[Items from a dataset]
◇ ◇ ◇ ◇

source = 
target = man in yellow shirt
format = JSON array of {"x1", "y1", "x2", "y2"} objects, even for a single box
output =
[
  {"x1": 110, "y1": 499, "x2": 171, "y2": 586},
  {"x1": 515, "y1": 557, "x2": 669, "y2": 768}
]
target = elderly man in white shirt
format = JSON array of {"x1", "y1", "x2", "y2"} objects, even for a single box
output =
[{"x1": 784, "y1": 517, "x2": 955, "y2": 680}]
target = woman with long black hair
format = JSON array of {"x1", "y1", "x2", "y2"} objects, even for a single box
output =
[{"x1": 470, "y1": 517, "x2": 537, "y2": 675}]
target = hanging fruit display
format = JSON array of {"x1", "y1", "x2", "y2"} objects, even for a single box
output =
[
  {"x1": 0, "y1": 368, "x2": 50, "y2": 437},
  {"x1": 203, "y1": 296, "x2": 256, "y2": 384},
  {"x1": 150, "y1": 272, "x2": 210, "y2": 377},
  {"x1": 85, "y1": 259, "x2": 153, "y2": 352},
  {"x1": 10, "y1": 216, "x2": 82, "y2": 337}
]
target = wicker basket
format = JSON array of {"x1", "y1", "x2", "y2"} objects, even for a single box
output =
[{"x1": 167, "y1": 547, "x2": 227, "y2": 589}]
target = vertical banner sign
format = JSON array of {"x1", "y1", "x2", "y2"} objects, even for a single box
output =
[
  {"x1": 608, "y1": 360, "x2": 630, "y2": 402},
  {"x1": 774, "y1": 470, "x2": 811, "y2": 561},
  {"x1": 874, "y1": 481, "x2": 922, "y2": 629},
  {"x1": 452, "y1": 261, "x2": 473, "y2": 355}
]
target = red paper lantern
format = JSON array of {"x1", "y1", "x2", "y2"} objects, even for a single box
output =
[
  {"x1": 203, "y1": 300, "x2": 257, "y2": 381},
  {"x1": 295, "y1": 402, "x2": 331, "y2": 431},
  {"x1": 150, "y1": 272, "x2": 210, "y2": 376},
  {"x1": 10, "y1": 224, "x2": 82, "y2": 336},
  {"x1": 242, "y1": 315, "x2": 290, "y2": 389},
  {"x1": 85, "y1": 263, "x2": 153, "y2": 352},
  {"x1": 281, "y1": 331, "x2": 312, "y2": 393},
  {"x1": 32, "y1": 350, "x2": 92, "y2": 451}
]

◇ ◇ ◇ ◇

▶ Task: Return every line of the material above that contains the string "target".

▶ Response to this exercise:
target = man in yellow shirt
target = elderly man in white shirt
target = woman with long black hair
target = hanging fruit display
target = wicker basket
target = vertical banner sign
target = red paper lantern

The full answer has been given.